(Excerpts from a point labeling dataset)
**********

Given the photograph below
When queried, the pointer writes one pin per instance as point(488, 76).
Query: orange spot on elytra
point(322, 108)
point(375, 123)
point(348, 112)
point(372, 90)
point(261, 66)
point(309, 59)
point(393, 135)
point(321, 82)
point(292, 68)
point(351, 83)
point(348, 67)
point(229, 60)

**********

** SET TASK **
Can you return the listing above line for line, with nothing changed?

** RIGHT ANSWER **
Given the photograph below
When queried, the pointer writes one pin per instance as point(488, 76).
Query: orange spot on elytra
point(322, 108)
point(375, 123)
point(348, 112)
point(372, 90)
point(261, 66)
point(309, 59)
point(393, 135)
point(321, 82)
point(292, 68)
point(351, 83)
point(348, 67)
point(229, 60)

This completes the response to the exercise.